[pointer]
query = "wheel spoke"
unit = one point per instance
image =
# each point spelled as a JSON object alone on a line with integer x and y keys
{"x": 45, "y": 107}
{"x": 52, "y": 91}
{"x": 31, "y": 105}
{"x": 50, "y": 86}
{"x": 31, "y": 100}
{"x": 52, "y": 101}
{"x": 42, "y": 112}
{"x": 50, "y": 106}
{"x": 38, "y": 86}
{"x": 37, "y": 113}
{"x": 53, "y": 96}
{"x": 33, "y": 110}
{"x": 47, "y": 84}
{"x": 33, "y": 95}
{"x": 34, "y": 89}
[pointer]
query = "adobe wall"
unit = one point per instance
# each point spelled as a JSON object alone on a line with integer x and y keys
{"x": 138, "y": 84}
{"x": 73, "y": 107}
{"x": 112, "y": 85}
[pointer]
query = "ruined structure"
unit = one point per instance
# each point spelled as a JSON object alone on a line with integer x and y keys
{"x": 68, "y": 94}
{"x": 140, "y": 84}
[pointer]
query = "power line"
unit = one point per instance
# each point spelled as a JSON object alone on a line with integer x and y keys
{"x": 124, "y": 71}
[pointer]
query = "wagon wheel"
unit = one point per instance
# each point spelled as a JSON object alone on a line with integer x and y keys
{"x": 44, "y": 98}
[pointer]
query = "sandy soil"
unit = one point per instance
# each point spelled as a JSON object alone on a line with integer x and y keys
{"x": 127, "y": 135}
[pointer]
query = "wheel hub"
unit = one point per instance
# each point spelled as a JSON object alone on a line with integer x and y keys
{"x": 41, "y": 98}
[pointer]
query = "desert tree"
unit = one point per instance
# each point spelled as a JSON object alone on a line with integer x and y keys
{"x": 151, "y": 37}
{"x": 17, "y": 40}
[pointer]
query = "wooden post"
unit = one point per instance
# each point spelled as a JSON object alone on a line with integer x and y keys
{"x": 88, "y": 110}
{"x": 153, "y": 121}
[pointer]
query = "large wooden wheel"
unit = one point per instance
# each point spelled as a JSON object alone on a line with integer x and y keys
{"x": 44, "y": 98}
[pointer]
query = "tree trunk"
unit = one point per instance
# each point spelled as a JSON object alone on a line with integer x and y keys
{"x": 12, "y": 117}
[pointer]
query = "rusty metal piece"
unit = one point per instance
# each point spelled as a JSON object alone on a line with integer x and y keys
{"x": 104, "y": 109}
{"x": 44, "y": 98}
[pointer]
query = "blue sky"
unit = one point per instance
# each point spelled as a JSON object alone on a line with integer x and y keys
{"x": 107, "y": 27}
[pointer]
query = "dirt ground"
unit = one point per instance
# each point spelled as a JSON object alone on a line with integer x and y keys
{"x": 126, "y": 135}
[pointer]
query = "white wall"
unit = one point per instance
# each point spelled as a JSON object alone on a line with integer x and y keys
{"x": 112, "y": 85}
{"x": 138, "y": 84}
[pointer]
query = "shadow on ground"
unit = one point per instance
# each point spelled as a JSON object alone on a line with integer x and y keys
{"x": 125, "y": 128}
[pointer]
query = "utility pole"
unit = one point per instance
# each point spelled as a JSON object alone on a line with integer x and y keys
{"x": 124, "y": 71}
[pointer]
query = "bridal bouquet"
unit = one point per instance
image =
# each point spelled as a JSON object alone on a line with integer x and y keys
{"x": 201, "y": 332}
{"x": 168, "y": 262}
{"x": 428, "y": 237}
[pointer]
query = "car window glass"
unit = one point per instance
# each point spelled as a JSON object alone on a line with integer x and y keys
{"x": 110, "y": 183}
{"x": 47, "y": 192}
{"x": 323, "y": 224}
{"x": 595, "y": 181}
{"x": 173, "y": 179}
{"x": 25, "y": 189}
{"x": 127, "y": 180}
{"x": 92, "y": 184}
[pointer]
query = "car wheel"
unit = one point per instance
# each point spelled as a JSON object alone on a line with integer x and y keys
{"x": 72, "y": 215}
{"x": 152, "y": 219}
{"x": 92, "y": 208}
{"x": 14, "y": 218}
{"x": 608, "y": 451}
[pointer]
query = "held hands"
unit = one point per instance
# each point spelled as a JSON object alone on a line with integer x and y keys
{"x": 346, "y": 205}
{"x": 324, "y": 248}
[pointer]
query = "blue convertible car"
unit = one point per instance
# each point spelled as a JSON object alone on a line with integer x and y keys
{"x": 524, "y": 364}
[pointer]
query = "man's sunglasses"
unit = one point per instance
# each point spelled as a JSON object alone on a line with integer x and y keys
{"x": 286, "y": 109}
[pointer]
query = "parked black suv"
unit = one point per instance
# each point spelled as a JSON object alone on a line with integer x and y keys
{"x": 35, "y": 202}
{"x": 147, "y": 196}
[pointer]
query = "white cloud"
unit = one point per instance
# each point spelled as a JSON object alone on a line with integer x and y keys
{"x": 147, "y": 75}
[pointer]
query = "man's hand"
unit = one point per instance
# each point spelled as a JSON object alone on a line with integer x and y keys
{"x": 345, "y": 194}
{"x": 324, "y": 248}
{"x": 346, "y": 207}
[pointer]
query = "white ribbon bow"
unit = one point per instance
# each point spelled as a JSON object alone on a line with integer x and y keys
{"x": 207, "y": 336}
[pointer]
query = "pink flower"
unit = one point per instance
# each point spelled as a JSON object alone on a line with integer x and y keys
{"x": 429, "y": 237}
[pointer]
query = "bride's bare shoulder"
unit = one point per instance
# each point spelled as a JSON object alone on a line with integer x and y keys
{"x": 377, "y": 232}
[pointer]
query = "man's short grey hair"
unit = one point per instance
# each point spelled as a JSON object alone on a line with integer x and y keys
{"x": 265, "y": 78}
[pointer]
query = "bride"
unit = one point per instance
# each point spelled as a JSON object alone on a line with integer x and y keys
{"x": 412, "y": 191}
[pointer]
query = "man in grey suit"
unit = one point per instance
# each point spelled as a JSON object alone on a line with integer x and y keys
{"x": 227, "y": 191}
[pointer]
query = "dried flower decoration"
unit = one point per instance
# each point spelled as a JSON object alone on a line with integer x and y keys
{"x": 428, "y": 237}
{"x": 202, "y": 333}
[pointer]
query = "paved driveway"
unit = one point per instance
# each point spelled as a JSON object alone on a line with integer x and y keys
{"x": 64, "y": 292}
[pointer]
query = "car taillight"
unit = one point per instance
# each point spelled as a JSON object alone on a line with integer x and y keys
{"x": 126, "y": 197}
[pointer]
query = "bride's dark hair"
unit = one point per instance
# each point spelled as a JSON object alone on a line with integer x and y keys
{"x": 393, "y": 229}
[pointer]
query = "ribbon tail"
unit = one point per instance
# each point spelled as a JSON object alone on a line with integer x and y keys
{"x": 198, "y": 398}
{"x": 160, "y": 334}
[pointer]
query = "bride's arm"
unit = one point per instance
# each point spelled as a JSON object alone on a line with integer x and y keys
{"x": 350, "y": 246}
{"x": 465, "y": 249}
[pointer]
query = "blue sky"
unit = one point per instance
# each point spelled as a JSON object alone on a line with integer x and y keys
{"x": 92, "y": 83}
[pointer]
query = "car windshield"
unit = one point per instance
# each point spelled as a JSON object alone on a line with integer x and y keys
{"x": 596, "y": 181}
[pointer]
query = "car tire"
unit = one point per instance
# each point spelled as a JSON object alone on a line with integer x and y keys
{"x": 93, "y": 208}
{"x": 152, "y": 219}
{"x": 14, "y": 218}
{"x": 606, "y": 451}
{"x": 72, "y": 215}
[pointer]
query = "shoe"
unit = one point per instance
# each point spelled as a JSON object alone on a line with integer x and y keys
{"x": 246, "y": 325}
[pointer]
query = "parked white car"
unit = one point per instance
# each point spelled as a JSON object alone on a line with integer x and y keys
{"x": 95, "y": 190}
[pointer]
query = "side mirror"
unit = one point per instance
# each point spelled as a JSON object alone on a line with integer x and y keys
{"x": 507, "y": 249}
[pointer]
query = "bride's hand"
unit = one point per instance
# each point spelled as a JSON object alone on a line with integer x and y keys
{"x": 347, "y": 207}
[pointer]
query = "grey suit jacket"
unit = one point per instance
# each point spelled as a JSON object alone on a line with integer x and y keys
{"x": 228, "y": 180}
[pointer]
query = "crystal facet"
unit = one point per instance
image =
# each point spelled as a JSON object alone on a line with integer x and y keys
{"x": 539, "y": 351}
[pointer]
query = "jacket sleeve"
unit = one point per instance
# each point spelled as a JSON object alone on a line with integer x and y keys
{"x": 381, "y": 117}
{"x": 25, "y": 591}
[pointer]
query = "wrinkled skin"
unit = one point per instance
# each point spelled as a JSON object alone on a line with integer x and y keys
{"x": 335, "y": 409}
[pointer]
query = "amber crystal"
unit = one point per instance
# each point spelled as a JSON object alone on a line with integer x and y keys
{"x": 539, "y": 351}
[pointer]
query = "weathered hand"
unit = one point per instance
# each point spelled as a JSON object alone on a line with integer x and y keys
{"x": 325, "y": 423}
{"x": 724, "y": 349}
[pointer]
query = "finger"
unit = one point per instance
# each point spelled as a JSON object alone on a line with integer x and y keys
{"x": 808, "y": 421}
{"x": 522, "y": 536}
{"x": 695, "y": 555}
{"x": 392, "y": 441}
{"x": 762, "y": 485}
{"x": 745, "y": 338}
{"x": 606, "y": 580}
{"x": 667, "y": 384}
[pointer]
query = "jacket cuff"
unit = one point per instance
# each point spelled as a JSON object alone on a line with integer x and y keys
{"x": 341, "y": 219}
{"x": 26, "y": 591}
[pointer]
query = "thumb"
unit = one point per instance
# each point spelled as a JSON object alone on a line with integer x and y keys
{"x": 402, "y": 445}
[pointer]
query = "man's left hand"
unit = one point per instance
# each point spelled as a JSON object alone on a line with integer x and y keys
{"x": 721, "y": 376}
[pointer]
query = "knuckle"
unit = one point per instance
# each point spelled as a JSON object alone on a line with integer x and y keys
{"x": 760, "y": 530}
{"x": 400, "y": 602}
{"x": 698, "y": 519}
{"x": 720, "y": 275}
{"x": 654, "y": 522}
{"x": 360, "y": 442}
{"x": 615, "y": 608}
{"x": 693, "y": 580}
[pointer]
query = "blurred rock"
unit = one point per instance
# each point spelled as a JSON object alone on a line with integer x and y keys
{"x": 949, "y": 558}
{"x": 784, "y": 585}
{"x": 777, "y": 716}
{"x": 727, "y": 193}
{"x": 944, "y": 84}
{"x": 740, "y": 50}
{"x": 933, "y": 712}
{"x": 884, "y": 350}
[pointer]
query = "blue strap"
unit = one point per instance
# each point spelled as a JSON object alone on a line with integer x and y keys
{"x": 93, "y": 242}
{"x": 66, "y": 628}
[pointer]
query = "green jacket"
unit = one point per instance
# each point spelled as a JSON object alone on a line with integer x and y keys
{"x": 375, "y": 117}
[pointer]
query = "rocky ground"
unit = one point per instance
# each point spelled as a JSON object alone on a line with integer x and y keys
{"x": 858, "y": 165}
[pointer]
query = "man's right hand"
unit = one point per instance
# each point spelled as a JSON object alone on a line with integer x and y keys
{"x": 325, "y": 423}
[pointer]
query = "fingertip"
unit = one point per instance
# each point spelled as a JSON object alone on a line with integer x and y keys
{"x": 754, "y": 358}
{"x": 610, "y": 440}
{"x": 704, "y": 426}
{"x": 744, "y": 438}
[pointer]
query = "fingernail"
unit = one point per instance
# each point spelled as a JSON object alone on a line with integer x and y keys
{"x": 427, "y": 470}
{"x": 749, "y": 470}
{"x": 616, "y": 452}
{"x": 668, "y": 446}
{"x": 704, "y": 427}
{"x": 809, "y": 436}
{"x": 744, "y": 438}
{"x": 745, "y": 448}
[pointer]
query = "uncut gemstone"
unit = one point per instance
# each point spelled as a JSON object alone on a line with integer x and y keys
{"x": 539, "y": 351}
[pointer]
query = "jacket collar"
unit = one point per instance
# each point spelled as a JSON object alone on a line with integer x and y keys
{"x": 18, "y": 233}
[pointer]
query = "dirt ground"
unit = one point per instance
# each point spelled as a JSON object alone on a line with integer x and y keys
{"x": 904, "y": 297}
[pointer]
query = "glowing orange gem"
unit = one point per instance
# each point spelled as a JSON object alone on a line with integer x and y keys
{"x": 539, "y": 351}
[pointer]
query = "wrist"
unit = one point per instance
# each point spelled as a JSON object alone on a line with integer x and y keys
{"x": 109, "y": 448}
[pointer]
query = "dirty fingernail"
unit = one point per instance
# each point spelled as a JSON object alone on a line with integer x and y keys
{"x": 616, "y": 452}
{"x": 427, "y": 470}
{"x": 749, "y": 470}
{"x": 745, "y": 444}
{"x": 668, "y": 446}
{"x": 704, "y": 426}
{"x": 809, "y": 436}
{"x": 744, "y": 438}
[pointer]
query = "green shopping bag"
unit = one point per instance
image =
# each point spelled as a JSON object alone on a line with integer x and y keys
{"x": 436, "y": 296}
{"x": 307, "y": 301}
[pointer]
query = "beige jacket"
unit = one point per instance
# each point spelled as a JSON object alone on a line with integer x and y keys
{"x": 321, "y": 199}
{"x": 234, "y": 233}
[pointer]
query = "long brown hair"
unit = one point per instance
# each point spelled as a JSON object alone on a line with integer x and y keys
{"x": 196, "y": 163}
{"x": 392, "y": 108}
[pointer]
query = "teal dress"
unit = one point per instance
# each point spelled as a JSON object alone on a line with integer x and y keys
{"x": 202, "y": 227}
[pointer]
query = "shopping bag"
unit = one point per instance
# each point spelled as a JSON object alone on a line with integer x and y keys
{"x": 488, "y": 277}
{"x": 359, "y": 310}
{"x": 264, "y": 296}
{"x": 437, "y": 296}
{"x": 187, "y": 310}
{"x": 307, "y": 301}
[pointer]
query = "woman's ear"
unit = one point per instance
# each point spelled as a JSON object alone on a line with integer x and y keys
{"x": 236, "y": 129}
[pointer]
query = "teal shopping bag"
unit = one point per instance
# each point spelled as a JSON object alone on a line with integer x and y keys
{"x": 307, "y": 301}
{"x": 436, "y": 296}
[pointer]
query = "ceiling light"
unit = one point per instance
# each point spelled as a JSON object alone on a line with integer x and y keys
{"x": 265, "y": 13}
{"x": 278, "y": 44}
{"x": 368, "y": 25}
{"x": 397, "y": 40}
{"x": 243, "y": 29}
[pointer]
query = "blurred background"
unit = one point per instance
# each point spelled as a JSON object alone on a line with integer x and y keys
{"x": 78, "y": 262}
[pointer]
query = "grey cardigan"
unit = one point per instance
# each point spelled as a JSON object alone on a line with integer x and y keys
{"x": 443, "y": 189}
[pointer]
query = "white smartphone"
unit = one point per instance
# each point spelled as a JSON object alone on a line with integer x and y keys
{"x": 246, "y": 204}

═══

Please tally the lines of the records above that contain the word "blue", with case counting, and give only the number.

> _TASK SOLUTION_
4